◆ Collection entries:
= Beginning of Section =

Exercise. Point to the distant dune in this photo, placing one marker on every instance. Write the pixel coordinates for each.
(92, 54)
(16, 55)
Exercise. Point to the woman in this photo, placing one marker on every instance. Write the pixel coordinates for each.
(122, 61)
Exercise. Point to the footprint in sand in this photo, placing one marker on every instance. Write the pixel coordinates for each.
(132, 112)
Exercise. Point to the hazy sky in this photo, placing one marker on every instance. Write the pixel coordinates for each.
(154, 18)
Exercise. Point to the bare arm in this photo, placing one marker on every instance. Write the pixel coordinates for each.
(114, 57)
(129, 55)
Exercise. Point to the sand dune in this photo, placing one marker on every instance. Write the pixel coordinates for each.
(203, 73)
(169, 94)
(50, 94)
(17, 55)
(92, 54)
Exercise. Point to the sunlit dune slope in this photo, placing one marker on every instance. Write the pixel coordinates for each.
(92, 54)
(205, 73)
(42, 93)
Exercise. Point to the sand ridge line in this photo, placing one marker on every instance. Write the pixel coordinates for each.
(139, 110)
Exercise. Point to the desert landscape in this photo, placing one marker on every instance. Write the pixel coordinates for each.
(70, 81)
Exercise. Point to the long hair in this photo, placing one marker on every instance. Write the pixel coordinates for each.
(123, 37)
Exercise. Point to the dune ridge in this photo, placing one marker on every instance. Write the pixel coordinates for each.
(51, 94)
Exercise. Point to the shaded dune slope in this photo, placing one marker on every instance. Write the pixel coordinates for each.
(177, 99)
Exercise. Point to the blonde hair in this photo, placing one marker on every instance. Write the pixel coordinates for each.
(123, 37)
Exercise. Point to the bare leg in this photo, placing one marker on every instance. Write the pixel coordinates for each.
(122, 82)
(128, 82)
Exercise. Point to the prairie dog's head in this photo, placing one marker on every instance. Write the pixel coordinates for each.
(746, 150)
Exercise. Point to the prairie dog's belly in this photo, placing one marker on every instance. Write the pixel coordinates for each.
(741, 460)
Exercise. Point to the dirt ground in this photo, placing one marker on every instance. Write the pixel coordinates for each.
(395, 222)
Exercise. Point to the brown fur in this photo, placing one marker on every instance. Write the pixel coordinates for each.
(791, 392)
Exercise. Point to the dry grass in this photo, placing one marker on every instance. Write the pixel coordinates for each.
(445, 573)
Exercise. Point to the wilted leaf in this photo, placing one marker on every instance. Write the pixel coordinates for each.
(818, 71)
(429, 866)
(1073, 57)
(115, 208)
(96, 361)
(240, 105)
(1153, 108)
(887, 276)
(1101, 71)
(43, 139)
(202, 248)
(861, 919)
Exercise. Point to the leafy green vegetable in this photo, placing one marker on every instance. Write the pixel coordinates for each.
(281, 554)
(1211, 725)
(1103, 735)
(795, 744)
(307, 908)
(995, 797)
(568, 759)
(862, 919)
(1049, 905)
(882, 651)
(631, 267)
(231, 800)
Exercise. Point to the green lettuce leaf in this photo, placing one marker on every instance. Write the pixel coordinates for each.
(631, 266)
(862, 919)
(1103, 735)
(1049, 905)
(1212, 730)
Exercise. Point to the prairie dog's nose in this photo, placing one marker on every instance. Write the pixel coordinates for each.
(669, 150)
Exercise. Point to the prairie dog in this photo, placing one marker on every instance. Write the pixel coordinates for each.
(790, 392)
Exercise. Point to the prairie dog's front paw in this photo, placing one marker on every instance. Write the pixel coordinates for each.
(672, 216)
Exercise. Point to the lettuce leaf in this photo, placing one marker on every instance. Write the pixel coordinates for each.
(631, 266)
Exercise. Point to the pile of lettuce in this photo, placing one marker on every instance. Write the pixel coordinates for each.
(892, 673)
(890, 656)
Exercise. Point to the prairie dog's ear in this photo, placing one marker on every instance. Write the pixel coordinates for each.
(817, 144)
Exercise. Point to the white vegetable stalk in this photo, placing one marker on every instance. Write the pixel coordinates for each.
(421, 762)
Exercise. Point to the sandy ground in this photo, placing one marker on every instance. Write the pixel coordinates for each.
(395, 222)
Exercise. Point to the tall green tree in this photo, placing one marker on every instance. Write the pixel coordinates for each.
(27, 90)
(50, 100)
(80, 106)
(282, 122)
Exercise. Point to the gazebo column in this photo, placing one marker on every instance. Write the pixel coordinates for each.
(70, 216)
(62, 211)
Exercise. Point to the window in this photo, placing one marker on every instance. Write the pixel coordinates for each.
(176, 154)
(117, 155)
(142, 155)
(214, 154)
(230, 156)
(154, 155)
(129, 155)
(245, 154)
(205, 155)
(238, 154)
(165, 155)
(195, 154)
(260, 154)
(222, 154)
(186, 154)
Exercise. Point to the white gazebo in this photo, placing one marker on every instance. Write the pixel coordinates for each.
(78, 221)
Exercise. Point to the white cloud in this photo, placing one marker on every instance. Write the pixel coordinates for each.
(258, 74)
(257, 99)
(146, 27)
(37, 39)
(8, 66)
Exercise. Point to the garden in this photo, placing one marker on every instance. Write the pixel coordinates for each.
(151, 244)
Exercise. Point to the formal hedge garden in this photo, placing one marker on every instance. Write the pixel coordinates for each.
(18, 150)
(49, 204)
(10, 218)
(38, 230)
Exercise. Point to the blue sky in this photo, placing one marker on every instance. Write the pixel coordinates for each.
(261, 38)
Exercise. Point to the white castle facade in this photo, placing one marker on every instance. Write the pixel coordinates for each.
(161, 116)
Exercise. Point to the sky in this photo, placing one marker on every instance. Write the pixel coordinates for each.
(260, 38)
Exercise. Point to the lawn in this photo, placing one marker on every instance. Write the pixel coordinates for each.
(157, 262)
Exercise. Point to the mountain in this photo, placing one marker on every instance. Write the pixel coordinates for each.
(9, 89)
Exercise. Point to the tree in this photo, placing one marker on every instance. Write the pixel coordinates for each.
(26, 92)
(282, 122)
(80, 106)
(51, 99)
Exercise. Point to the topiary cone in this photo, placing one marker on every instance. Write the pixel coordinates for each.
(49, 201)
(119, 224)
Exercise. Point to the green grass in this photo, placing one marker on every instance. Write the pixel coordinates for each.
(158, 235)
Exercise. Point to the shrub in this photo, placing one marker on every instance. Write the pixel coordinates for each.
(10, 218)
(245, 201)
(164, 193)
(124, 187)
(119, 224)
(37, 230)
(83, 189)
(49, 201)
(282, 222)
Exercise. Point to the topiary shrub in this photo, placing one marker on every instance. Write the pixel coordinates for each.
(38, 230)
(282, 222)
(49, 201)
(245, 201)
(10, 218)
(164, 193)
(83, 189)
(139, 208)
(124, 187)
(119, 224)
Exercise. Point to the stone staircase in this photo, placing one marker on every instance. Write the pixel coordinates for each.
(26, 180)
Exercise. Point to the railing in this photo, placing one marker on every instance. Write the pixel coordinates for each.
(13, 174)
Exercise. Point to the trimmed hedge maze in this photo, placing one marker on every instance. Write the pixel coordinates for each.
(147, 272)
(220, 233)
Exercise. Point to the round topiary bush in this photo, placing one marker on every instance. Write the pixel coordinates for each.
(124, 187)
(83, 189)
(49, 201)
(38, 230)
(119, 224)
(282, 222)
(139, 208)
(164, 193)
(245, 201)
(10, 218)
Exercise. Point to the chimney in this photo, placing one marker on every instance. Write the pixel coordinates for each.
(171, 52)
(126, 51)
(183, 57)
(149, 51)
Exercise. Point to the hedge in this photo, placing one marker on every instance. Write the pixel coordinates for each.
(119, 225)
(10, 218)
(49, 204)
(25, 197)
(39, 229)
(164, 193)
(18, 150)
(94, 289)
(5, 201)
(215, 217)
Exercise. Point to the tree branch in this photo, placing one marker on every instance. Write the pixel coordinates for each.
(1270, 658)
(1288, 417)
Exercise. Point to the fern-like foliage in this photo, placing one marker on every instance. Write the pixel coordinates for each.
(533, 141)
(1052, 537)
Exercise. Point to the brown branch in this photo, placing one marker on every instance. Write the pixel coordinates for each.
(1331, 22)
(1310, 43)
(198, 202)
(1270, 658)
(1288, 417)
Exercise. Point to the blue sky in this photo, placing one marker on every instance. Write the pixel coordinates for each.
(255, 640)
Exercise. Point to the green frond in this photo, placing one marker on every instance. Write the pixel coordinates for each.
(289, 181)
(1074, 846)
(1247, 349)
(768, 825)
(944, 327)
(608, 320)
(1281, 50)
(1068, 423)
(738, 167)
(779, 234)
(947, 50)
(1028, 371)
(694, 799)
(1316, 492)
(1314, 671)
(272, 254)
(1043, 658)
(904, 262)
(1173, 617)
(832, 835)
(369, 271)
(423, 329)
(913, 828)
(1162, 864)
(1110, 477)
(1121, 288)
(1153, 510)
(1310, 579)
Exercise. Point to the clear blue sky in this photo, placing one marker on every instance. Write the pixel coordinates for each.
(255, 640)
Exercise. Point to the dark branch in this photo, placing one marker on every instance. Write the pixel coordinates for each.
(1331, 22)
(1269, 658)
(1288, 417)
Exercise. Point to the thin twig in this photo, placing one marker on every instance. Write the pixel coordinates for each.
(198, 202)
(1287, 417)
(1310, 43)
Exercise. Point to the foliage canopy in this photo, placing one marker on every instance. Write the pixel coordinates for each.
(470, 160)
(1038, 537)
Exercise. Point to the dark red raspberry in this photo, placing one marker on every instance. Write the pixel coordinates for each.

= End of Section =

◆ TASK DIRECTIONS: Keep only the lines from the one containing "Exercise. Point to the thin" to the end of the entries, and repeat them exactly.

◆ YOUR RESPONSE:
Exercise. Point to the thin twig in this photo, placing one marker on every instance. Write the pixel coordinates for each.
(198, 202)
(1287, 417)
(1310, 43)
Exercise. Point to the foliage canopy in this photo, placing one marker on every instance. Write the pixel coordinates for each.
(470, 160)
(1038, 537)
Exercise. Point to the dark red raspberry in this photo, placing one marker on every instance. Write the pixel coordinates for each.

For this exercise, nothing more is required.